### Article
▶

CHAPTER 715A FORGERY AND RELATED FRAUDULENT CRIMINAL ACTS
715A.1 DEFINITIONS.
715A.2 FORGERY.
715A.2A ACCOMMODATION OF FORGERY -- PENALTY.
715A.3 SIMULATING OBJECTS OF ANTIQUITY OR RARITY.
715A.4 FRAUDULENT DESTRUCTION, REMOVAL, OR CONCEALMENT OF RECORDABLE INSTRUMENTS.
715A.5 TAMPERING WITH RECORDS.
715A.6 CREDIT CARDS.
715A.6A PROHIBITIONS RELATING TO FALSE ACADEMIC DEGREES, GRADES, OR HONORS.
715A.7 FILING MULTIPLE COUNTS IN ONE INFORMATION, INDICTMENT, OR COMPLAINT.
715A.8 IDENTITY THEFT.
715A.9 VALUE FOR PURPOSES OF IDENTITY THEFT.
715A.9A IDENTITY THEFT PASSPORT.
715A.10 ILLEGAL USE OF SCANNING DEVICE OR REENCODER.



        

715A.1 DEFINITIONS. 1. As used in this chapter the term "writing" includes printing or any other method of recording information, and includes money, coins, tokens, stamps, seals, credit cards, badges, trademarks, and other symbols of value, right, privilege, or identification. 2. As used in this chapter the term "credit card" means a writing purporting to evidence an undertaking to pay for property or services delivered or rendered to or upon the order of a designated person or bearer and includes a debit card or access device used to engage in an electronic transfer of funds through a satellite terminal as defined in section 527.2, subsection 20.

◀

### Dataset content
▶

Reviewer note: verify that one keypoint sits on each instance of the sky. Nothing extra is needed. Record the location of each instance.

◀

### Exercise brief
Return the passage of the forgery chapter between "715A.3 SIMULATING OBJECTS" and "715A.8 IDENTITY THEFT.", inclusive, copied word for word.

### Written response
715A.3 SIMULATING OBJECTS OF ANTIQUITY OR RARITY.
715A.4 FRAUDULENT DESTRUCTION, REMOVAL, OR CONCEALMENT OF RECORDABLE INSTRUMENTS.
715A.5 TAMPERING WITH RECORDS.
715A.6 CREDIT CARDS.
715A.6A PROHIBITIONS RELATING TO FALSE ACADEMIC DEGREES, GRADES, OR HONORS.
715A.7 FILING MULTIPLE COUNTS IN ONE INFORMATION, INDICTMENT, OR COMPLAINT.
715A.8 IDENTITY THEFT.